**Task goal**
In the sediment toxicity text below, reproduce the passage word for word, beginning with "Key value for" and stopping after "released into the environment.".

-------- Extracted text

Description of key information

Toxicity to sediment organisms is unlikely.

Key value for chemical safety assessment

Additional information

No experimental data evaluating the toxicity to sediment organisms is available for Diisodecyl azelate (CAS 28472-97-1). Since the substance is readily biodegradable, chronic exposure of sediment organisms is unlikely. In addition, available data indicate, that the substance is not bioaccumulative. Based on the available information, toxicity to sediment organisms is not expected to be of concern. According to the Guidance on information requirements and chemical safety assessment, Chapter R.7b, readily biodegradable substances can be expected to undergo rapid and ultimate degradation in most environments, including biological Sewage Treatment Plants (STPs) (ECHA, 2012b). Therefore, after passing through conventional STPs, only low concentrations of this substance are likely to be (if at all) released into the environment.

Aquatic ecotoxicity data

Based on experimental data, Diisodecyl azelate exhibits no acute up to the limit of water solubility and low chronic toxicity to aquatic organisms (nominal loading rate above water solublity).

Metabolisms/Bioaccumulation

After absorption, Diisodecyl azelate is expected to be enzymatically hydrolysed in vivo by the ubiquitary enzyme carboxylesterase, yielding the corresponding alcohol and dicarboxylic acid. QSAR estimations using BCFBAF v3.0 support the expected rapid biotransformation of this substance with BCF/BAF values of 0.9 and 1.1 L/kg, respectively (Arnot-Gobas estimation including biotransformation, upper trophic level). The metabolism of the hydrolysis products alcohol (e.g. Isodecanol) and dicarboxylic acid (e.g. Azelaic acid) is well established and not of concern in terms of bioaccumulation (for further information see chapter 5.3 of the technical dossier).

Conclusion

Due to its readily biodegradable nature, extensive degradation of Diisodecyl azelate in conventional STPs will take place and only low concentrations are expected to be released (if at all) into the environment. After uptake by sediment species, extensive and fast biotransformation of this substance by carboxylesterases into Azelaic acid and the corresponding alcohol is expected. The supporting BCF/BAF values estimated with the BCFBAF v3.01 program, Arnot-Gobas model including biotransformation, also indicate that this substance will not be bioaccumulative. Therefore, Diisodecyl azelate is unlikely to pose a risk for sediment organisms in general and testing is thus omitted. A detailed reference list is provided in the technical dossier (see IUCLID, section 13) and within CSR.

----------------
-------- Data for analysis

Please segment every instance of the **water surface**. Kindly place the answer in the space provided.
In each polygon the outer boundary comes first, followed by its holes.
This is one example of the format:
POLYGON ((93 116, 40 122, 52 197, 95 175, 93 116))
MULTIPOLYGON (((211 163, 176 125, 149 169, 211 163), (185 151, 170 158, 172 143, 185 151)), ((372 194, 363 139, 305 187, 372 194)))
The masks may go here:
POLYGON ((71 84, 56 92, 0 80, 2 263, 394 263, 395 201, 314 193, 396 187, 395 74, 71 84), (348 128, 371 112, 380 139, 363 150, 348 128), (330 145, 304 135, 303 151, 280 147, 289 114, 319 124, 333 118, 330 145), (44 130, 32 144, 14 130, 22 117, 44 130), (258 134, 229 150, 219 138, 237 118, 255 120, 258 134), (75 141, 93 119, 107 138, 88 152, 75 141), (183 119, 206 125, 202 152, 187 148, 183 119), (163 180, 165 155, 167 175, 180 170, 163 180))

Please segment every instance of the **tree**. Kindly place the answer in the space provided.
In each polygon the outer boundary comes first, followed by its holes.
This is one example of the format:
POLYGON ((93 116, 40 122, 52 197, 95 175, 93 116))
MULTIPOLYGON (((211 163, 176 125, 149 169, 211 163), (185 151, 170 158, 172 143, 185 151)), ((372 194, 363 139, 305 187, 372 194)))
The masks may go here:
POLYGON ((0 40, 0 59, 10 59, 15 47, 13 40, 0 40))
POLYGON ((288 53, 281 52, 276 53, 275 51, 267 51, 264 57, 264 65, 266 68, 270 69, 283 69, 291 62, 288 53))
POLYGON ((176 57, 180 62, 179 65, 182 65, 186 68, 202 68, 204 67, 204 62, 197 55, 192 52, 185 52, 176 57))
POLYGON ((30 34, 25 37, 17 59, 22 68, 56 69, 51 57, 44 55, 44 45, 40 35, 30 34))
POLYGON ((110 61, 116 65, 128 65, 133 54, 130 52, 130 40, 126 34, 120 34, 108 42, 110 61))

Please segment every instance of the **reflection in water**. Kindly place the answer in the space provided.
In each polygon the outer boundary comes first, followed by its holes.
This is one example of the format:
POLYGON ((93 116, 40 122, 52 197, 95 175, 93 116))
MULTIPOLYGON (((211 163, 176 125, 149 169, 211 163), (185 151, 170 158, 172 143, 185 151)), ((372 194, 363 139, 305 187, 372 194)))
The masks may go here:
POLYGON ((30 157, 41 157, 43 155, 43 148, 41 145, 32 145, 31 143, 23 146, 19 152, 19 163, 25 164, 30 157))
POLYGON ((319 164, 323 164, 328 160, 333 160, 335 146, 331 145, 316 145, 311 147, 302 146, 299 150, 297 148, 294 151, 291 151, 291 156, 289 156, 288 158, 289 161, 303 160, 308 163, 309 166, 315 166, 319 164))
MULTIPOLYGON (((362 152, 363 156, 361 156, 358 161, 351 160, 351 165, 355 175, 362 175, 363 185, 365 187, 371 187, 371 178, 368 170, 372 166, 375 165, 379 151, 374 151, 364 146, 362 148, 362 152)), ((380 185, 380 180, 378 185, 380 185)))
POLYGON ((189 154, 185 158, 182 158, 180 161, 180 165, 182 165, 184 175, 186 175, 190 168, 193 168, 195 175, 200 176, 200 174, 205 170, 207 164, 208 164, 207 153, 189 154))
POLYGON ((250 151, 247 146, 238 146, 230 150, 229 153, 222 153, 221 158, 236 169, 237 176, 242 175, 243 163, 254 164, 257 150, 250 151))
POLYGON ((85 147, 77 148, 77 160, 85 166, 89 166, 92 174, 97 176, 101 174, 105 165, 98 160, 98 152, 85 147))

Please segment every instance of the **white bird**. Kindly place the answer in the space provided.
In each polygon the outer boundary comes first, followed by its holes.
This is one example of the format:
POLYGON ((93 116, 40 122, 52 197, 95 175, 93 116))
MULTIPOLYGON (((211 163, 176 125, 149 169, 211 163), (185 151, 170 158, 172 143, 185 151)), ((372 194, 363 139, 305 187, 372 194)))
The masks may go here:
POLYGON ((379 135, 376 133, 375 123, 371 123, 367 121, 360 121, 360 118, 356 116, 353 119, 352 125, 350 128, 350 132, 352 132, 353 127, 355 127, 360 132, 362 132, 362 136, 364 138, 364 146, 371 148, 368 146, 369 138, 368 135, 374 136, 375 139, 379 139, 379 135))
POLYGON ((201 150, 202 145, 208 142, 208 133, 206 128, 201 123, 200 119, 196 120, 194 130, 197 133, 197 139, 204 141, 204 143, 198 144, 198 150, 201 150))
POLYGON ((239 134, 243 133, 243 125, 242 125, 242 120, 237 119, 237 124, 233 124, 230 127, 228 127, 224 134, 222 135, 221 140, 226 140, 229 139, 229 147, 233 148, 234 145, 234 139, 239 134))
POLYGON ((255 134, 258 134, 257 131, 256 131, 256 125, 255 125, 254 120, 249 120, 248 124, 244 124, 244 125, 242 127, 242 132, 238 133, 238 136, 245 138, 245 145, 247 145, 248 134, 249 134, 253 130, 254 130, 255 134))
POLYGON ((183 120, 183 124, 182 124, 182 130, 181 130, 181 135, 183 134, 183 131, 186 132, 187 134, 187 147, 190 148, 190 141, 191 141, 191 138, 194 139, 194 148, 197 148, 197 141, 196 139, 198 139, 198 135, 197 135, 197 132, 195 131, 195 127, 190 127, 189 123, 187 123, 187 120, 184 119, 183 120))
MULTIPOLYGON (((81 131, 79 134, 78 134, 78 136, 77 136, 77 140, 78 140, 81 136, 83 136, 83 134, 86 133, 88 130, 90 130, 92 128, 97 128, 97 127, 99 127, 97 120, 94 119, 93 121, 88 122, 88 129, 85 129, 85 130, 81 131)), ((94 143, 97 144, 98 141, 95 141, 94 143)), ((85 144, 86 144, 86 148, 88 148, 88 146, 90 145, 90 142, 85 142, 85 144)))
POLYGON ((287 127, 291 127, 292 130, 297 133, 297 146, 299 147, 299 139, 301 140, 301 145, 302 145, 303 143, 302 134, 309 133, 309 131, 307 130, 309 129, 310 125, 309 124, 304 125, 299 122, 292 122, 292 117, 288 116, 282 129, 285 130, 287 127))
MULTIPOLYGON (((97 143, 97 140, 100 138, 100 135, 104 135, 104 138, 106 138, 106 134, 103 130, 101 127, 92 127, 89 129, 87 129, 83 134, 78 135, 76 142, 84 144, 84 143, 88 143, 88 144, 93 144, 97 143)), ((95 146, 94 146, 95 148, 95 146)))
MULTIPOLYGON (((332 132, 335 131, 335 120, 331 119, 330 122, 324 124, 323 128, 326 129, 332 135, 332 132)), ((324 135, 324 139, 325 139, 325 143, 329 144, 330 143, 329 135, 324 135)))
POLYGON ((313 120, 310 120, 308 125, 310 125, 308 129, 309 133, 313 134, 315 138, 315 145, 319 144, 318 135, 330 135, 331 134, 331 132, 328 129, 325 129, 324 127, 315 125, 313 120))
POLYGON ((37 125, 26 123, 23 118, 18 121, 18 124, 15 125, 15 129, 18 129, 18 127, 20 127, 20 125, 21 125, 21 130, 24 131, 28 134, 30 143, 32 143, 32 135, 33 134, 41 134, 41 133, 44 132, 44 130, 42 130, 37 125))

----------------

**Written answer**
Key value for chemical safety assessment

Additional information

No experimental data evaluating the toxicity to sediment organisms is available for Diisodecyl azelate (CAS 28472-97-1). Since the substance is readily biodegradable, chronic exposure of sediment organisms is unlikely. In addition, available data indicate, that the substance is not bioaccumulative. Based on the available information, toxicity to sediment organisms is not expected to be of concern. According to the Guidance on information requirements and chemical safety assessment, Chapter R.7b, readily biodegradable substances can be expected to undergo rapid and ultimate degradation in most environments, including biological Sewage Treatment Plants (STPs) (ECHA, 2012b). Therefore, after passing through conventional STPs, only low concentrations of this substance are likely to be (if at all) released into the environment.